抽出テキスト =

★ ★ ★ ★ ★

転宅

橘家文蔵襲名披露、初日の演目は、十八番の「転宅」でした。
泥棒の噺は、お客の懐を取り込む縁起担ぎでめでたいとされている。そういう意味では、先の演者が泥棒ものを出してもいいわけだが、文蔵師に気を遣ってやらなかったのだろう。
文蔵師、女の出てくる噺をやる印象がないが、女が重要なこの噺を得意にしているのは面白い。
この、お菊さんのようなキャラクターも、落語には珍しい。他では花魁にいるくらいか。
肝の据わった女であり、文蔵師のニンにぴったりである。
そして文蔵師の「転宅」、またずいぶんと工夫が凝らしてある。トリッキーな改変ではなく、噺の本筋を追求していったものなので、今後スタンダード化していきそうな演出だ。

  • 泥棒がお菊に見つかってから、慌てながらなおもずいぶん長いこと飲み食いを続けたうえで、「静かにしろイ」。
  • 翌日昼の、泥棒の妄想シーンが長い。お菊との新婚生活を妄想するにとどまらず、ふたりの間に生まれた娘が小学校に上がって作文を読み上げるところまでエスカレートする。

前者は、確か桃月庵白酒師と共同開発?したのではなかっただろうか。食い意地の張った泥棒の個性がよく出ていて面白い。
後者の妄想シーンもいい。妄想こそ、古典落語の伝統にのっとったものだ。
この妄想、変にリアルで幸せに満ちていて、その後の悲劇、いや喜劇なのだが、それを思うと少々切なくなる。
よくできた噺というものは、笑いにとどまらず、喜怒哀楽あらゆる人間の感情を揺すぶるものだと思うのだが、文蔵師の「転宅」は見事にこれを実現している。

文蔵師のものをはじめとして、今日から「転宅」をシリーズで取り上げることにします。
よく聴くと不思議な噺なのだ。「穴」なのかどうなのか、ご都合主義のような部分も多々ある。
たとえば。
大変知恵の回るお菊さん、嘘だらけの話をでっちあげて伝えているのに、どうして名前だけ、本名を伝えたのだろう。
翌日、泥棒がタバコ屋で、お菊のことを尋ねるシーンのためだけに、本名を伝えているような気がしてならない。
また、お菊さんの決死の嘘、二階に柔と剣術の先生がいるという話、その場では通用したとして、翌日お菊の家の前で待っている泥棒、なぜ気づかないのだろう。
まあ、情景の見えない落語ならではの嘘、しかもいちばんのウケどころなので、アラ探しになってしまうと気が引けますが。

★ ★ ★ ★ ★

データ部 =
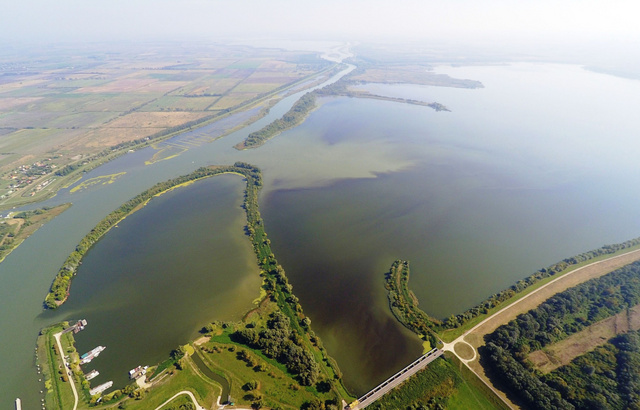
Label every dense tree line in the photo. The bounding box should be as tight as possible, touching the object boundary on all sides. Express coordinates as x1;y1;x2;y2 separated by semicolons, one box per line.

★ ★ ★ ★ ★

課題 = 上にある「転宅」評の文章のうち、「後者の妄想シーンもいい。妄想こそ、古典落語の伝統にのっとったものだ。」から「主義のような部分も多々ある。」までをそのまま返してください。

回答 =
後者の妄想シーンもいい。妄想こそ、古典落語の伝統にのっとったものだ。
この妄想、変にリアルで幸せに満ちていて、その後の悲劇、いや喜劇なのだが、それを思うと少々切なくなる。
よくできた噺というものは、笑いにとどまらず、喜怒哀楽あらゆる人間の感情を揺すぶるものだと思うのだが、文蔵師の「転宅」は見事にこれを実現している。

文蔵師のものをはじめとして、今日から「転宅」をシリーズで取り上げることにします。
よく聴くと不思議な噺なのだ。「穴」なのかどうなのか、ご都合主義のような部分も多々ある。